[Natural-language object grounding data]
--------------------------------

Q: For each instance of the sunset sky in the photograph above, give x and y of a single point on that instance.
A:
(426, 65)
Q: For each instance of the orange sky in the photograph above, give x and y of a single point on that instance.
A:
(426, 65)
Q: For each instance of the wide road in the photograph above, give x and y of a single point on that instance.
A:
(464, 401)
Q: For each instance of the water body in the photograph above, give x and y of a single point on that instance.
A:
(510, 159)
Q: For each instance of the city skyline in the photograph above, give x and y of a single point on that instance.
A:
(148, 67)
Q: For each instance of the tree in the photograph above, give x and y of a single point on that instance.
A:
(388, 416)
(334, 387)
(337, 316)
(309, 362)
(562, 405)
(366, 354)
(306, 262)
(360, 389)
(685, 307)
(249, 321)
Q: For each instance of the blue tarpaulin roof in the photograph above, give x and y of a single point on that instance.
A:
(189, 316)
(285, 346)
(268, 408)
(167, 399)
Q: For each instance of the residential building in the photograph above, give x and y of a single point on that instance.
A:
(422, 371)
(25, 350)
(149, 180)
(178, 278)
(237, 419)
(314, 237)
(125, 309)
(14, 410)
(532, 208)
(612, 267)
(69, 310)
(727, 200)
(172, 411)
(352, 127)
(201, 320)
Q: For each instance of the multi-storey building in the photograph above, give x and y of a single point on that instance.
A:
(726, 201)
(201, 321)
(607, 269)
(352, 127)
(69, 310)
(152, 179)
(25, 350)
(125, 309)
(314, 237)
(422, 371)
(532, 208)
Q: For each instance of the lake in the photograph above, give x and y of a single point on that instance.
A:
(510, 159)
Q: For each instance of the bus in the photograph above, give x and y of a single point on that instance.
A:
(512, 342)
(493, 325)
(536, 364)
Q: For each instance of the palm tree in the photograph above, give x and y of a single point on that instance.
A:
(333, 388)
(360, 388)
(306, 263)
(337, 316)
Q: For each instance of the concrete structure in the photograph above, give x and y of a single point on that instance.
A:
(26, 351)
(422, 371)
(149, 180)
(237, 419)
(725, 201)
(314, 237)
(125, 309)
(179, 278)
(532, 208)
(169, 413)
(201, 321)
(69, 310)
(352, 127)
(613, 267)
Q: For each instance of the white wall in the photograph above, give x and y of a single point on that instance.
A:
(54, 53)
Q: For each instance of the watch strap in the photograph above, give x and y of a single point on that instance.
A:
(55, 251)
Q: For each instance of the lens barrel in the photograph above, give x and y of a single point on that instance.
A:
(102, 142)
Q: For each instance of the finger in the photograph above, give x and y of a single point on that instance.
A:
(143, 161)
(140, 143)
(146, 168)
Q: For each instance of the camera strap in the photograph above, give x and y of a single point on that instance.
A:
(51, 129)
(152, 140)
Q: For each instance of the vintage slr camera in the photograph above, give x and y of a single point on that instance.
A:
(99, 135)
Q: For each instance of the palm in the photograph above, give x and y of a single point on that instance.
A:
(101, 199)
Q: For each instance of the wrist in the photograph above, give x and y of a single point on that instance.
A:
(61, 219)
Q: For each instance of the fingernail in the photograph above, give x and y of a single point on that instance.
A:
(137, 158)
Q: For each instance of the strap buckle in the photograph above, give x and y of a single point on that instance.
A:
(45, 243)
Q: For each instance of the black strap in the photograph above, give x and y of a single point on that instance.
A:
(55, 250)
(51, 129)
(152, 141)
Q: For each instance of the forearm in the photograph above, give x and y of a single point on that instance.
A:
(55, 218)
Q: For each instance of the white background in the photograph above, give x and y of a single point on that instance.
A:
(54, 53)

--------------------------------

**Prompt:**
Above are some records; extract every one of them exactly.

**Answer to the problem:**
Q: For each instance of the sunset sky in the photograph above, give x and y of a single point on that instance.
A:
(426, 65)
Q: For each instance of the orange sky in the photograph above, give x and y of a single point on that instance.
A:
(426, 65)
Q: For each instance of the wide road in the photograph above, give x and y of a single point on that instance.
A:
(464, 401)
Q: For each instance of the water body in the photograph above, give x and y of a single point on that instance.
A:
(510, 159)
Q: For each instance of the city skyline in the photograph above, give x and y of a single point on that instance.
A:
(148, 67)
Q: For each instance of the tree in the photograph above, give x and y of a single point on that instance.
A:
(388, 416)
(334, 387)
(337, 316)
(309, 362)
(562, 405)
(366, 354)
(306, 262)
(360, 389)
(685, 307)
(249, 321)
Q: For each instance of the blue tarpaulin roof in the photograph above, give x and y of a single point on that instance.
A:
(189, 316)
(285, 346)
(268, 408)
(167, 399)
Q: For each instance of the residential building in the photograph above, give x and y of a single point on that instance.
A:
(422, 371)
(25, 350)
(149, 180)
(178, 278)
(237, 419)
(314, 237)
(125, 309)
(14, 410)
(532, 208)
(612, 267)
(69, 310)
(727, 200)
(172, 411)
(352, 127)
(201, 320)
Q: For each instance of the multi-storey building in the photograph above, give x and y of a single point on that instance.
A:
(726, 201)
(201, 321)
(607, 269)
(352, 127)
(69, 310)
(152, 179)
(25, 350)
(125, 309)
(314, 237)
(422, 371)
(532, 208)
Q: For each instance of the lake in the photograph above, give x and y of a single point on that instance.
A:
(510, 159)
Q: For each instance of the bus in the photograph above, give x and y of a single point on that instance.
A:
(512, 342)
(493, 325)
(536, 364)
Q: For each instance of the palm tree in the photograph above, give x and y of a single point on that instance.
A:
(333, 388)
(360, 388)
(306, 263)
(337, 316)
Q: For each instance of the concrete structure in the photograph above, give x and y of a single point on that instance.
A:
(26, 351)
(422, 371)
(149, 180)
(237, 419)
(725, 201)
(314, 237)
(125, 309)
(179, 278)
(532, 208)
(169, 413)
(201, 321)
(69, 310)
(352, 127)
(613, 267)
Q: For each instance of the white wall in the photograph above, give x and y of a single point on that instance.
A:
(54, 53)
Q: For each instance of the watch strap in the photograph above, give x and y of a single point on that instance.
A:
(55, 251)
Q: For each instance of the lens barrel in the photograph above, give x and y of a single point on that instance.
A:
(102, 142)
Q: For each instance of the finger in the photograph above, give x and y of a single point on that instance.
A:
(143, 161)
(140, 143)
(146, 168)
Q: For each instance of the camera strap in the photograph above, give x and y of a single point on that instance.
A:
(51, 129)
(152, 140)
Q: For each instance of the vintage slr camera in the photograph above, give x and y of a single point on that instance.
A:
(99, 135)
Q: For each instance of the palm in the photograph above, give x and y of a single point on that instance.
A:
(101, 199)
Q: For each instance of the wrist in the photograph above, give x and y of a single point on that instance.
A:
(61, 219)
Q: For each instance of the fingernail in the photograph above, give x and y of a single point on that instance.
A:
(137, 158)
Q: For each instance of the strap buckle in the photograph above, give x and y of a single point on that instance.
A:
(45, 243)
Q: For each instance of the black strap in the photograph above, give x and y of a single point on that instance.
A:
(55, 250)
(51, 129)
(152, 141)
Q: For each instance of the forearm in the photograph above, give x and y of a single point on that instance.
A:
(55, 218)
Q: For each instance of the white background in the photograph above, give x and y of a single point on that instance.
A:
(54, 53)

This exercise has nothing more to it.